◆ TASK PROMPT:
Reproduce the stretch from the line containing "Tag the crystal glass with" through the end of the entries, keeping the requests unchanged. Multiply every point coordinate in the answers by 1.3 and round to whole numbers, with halves rounded up.

◆ INFORMATION PROVIDED:
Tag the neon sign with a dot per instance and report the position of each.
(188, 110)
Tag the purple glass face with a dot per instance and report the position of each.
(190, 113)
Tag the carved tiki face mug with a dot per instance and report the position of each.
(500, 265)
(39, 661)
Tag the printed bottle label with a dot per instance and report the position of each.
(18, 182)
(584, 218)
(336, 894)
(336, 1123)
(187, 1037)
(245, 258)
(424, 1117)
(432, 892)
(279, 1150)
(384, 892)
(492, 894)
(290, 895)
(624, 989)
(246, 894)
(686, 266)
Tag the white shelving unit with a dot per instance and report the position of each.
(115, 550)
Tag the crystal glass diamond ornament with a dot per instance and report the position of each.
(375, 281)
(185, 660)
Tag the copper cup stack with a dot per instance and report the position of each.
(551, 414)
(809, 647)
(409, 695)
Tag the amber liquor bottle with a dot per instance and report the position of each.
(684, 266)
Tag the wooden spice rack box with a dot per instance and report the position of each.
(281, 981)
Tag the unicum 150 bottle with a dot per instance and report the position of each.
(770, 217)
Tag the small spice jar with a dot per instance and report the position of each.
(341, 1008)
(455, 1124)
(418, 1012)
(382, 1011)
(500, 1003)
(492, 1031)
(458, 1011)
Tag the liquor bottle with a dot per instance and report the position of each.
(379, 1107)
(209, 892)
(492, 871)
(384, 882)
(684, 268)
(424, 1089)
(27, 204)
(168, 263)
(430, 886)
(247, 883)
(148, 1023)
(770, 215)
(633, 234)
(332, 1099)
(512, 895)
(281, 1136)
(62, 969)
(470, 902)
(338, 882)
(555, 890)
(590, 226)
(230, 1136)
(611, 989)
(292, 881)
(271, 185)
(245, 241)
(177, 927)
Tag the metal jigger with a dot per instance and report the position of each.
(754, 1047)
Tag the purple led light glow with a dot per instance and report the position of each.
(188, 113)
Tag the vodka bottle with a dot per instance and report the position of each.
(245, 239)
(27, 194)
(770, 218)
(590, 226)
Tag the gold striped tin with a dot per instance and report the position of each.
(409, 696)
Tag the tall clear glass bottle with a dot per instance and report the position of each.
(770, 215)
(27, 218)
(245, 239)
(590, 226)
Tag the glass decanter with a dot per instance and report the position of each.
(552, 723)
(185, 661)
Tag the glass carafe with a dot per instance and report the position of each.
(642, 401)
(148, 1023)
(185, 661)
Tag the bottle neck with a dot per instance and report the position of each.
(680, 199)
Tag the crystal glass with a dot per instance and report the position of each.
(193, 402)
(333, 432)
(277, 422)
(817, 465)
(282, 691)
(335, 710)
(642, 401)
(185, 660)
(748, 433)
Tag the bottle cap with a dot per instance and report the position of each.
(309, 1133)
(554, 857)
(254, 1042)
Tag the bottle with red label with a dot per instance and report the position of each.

◆ OUTPUT OF THE TASK:
Tag the crystal glass with a dot per instance and report the position of each.
(251, 523)
(433, 562)
(360, 549)
(1062, 605)
(367, 898)
(436, 923)
(835, 521)
(241, 858)
(972, 563)
Tag the bottle cap with a dot per instance and report the position of each.
(402, 1473)
(720, 1114)
(330, 1355)
Tag the bottle with red label with a dot per instance and report the position of each.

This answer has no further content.